_TE LEZEN TEKST_
________________________

Wie de eerste stap naar ondernemerschap zet, richt meestal een eenmanszaak op. De relatief eenvoudige boekhouding en opstartprocedure zijn dan immers nét wat u nodig heeft. Maar wat als uw eenmansbedrijf stilaan uit zijn voegen barst? Dan is het misschien wel het moment aangebroken om de sprong naar een vennootschap te wagen. Enkele stappen voor een vlotte omzetting.
1. Check of de tijd rijp is
Overstappen op een vennootschap is vooral een slimme of zelfs broodnodige zet om:
minder zwaar belast te worden
Als zelfstandige in een eenmanszaak staat u onder hoge belastingdruk, dat weet u als geen ander. Schakelt u over op een vennootschap, dan valt u onder het voordeligere systeem van de vennootschapsbelasting: 33.99% in plaats van maximum 50%.
Vanaf inkomstenjaar 2018 zal dit tarief nog verder dalen tot 25%. Een KMO- vennootschap kan voor de eerste schijf van 100.000 EUR zelfs genieten van een tarief van 20%. Dit tarief zal weliswaar onderworpen zijn aan een minimumbezoldiging van 45.000 EUR.
zelf een bestemming aan de winst te geven
Zelf bepalen of, wanneer en hoeveel van uw winst als loon of als dividend wordt uitbetaald? In een eenmanszaak bent u eraan voor de moeite: uw inkomsten passeren de facto langs de personenbelasting. In een vennootschap beslist u echter zelf over de bestemming van de winst.
Tip: een vennootschap heeft slechts nut wanneer u meer verdient dan u opdoet. Dit betekent dat een vennootschap slechts nut heeft wanneer u de overschot kan herinvesteren in de vennootschap.
uw privébezittingen beter te beschermen
Hoe groter uw handelsverrichtingen, hoe omvangrijker de risico’s. Gaat het financieel mis met uw eenmanszaak, dan kan er ook op uw privébezittingen beslag worden gelegd. Bij een vennootschap kan dat niet: er is dan een scheiding tussen uw privé- en professioneel bezit.
vers kapitaal binnen te rijven
Investeerders aantrekken is vaak essentieel om te blijven groeien. Door de scheiding van privé- en bedrijfsvermogen is de financiële architectuur van een vennootschap veel transparanter en eenduidiger dan die van een eenmanszaak. En laat dat nu net zijn wat banken en investeerders willen zien om te bepalen of u een nieuwe lening of financieringsronde krijgt.

________________________

_AANGELEVERDE GEGEVENS_

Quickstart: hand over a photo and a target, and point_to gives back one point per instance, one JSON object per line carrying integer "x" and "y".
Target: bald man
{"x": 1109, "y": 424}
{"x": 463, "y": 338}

________________________

_OPDRACHT 1_
Welk tarief kan een KMO-vennootschap volgens de tekst over de overstap naar een vennootschap krijgen voor de eerste schijf van 100.000 EUR?
_OPDRACHT 2_
Neem uit de tekst over de overstap naar een vennootschap woord voor woord het stuk over dat begint bij de woorden met "zelf een bestemming" en eindigt met "en professioneel bezit.".

_GESCHREVEN ANTWOORD 1_
Een tarief van 20%.

_GESCHREVEN ANTWOORD 2_
zelf een bestemming aan de winst te geven
Zelf bepalen of, wanneer en hoeveel van uw winst als loon of als dividend wordt uitbetaald? In een eenmanszaak bent u eraan voor de moeite: uw inkomsten passeren de facto langs de personenbelasting. In een vennootschap beslist u echter zelf over de bestemming van de winst.
Tip: een vennootschap heeft slechts nut wanneer u meer verdient dan u opdoet. Dit betekent dat een vennootschap slechts nut heeft wanneer u de overschot kan herinvesteren in de vennootschap.
uw privébezittingen beter te beschermen
Hoe groter uw handelsverrichtingen, hoe omvangrijker de risico’s. Gaat het financieel mis met uw eenmanszaak, dan kan er ook op uw privébezittingen beslag worden gelegd. Bij een vennootschap kan dat niet: er is dan een scheiding tussen uw privé- en professioneel bezit.